[Problem statement] Locate every line in the stored data entries below that contains the string "rough" with matching case, and copy each such line.

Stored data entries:
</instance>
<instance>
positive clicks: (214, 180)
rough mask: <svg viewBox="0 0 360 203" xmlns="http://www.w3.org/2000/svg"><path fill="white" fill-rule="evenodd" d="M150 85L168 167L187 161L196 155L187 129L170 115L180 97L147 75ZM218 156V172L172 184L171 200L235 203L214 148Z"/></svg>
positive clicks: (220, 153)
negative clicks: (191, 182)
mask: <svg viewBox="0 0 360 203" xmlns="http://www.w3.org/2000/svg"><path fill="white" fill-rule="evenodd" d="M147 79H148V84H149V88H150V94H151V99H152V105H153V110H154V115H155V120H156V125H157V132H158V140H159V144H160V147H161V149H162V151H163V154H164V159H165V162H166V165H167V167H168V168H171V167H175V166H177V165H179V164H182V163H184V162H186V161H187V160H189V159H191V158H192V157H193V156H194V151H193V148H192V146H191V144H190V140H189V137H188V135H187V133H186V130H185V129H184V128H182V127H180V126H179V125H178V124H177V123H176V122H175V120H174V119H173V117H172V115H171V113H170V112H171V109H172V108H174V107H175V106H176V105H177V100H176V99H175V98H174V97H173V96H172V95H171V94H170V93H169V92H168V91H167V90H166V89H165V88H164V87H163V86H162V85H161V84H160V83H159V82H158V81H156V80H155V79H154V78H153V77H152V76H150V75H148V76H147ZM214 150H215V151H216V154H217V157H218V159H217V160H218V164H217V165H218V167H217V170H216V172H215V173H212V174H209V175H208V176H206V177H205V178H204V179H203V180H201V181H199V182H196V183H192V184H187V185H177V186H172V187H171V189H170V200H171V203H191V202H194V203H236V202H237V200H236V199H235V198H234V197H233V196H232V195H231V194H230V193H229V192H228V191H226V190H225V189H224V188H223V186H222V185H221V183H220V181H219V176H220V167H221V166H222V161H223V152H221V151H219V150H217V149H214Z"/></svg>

--

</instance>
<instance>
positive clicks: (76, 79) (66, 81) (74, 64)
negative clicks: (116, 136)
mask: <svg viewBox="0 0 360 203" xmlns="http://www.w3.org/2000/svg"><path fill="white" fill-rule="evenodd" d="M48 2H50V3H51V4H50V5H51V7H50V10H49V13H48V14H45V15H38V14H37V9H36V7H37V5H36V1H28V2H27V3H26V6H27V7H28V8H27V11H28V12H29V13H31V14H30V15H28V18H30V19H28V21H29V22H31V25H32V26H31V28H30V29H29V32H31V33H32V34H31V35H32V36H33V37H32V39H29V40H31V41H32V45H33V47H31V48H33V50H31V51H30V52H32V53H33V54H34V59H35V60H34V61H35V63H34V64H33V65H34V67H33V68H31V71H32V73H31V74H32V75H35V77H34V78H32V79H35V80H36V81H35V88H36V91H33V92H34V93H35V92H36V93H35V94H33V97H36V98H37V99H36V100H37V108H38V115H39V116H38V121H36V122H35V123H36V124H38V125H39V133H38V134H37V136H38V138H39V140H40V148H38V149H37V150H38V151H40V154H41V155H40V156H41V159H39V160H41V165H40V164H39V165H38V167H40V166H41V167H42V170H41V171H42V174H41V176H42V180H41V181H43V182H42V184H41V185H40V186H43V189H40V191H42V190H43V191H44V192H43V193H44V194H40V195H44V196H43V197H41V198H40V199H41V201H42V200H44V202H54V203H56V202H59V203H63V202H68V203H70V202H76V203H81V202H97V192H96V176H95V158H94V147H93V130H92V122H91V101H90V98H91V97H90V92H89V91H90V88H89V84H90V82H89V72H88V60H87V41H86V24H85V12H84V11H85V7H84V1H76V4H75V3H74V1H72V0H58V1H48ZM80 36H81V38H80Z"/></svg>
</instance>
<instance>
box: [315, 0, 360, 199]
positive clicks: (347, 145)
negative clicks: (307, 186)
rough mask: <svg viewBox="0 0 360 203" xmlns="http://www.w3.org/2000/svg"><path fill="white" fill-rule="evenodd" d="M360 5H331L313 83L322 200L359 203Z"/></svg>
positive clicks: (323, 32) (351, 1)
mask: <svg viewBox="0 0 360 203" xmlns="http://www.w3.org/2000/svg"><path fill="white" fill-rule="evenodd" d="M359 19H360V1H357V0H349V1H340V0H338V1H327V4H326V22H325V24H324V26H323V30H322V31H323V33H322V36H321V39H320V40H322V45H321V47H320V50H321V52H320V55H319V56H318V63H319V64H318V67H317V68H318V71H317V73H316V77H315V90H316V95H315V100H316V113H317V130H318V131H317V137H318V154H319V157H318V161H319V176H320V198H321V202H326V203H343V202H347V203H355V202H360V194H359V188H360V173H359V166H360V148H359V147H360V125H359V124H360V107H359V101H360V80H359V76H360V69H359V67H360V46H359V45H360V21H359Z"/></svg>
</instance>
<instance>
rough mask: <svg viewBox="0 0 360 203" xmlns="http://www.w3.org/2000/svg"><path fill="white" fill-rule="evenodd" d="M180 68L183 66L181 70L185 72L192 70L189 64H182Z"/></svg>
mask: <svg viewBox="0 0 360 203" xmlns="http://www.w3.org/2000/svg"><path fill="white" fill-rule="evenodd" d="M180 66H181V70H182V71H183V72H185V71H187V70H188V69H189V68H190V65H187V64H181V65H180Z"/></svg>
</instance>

[Exercise response]
rough mask: <svg viewBox="0 0 360 203" xmlns="http://www.w3.org/2000/svg"><path fill="white" fill-rule="evenodd" d="M150 85L168 167L187 161L196 155L187 129L170 115L180 97L147 75ZM218 156V172L172 184L171 200L235 203L214 148Z"/></svg>
rough mask: <svg viewBox="0 0 360 203" xmlns="http://www.w3.org/2000/svg"><path fill="white" fill-rule="evenodd" d="M360 5H331L313 83L322 200L359 203Z"/></svg>
rough mask: <svg viewBox="0 0 360 203" xmlns="http://www.w3.org/2000/svg"><path fill="white" fill-rule="evenodd" d="M180 68L183 66L181 70L185 72L192 70L189 64H182Z"/></svg>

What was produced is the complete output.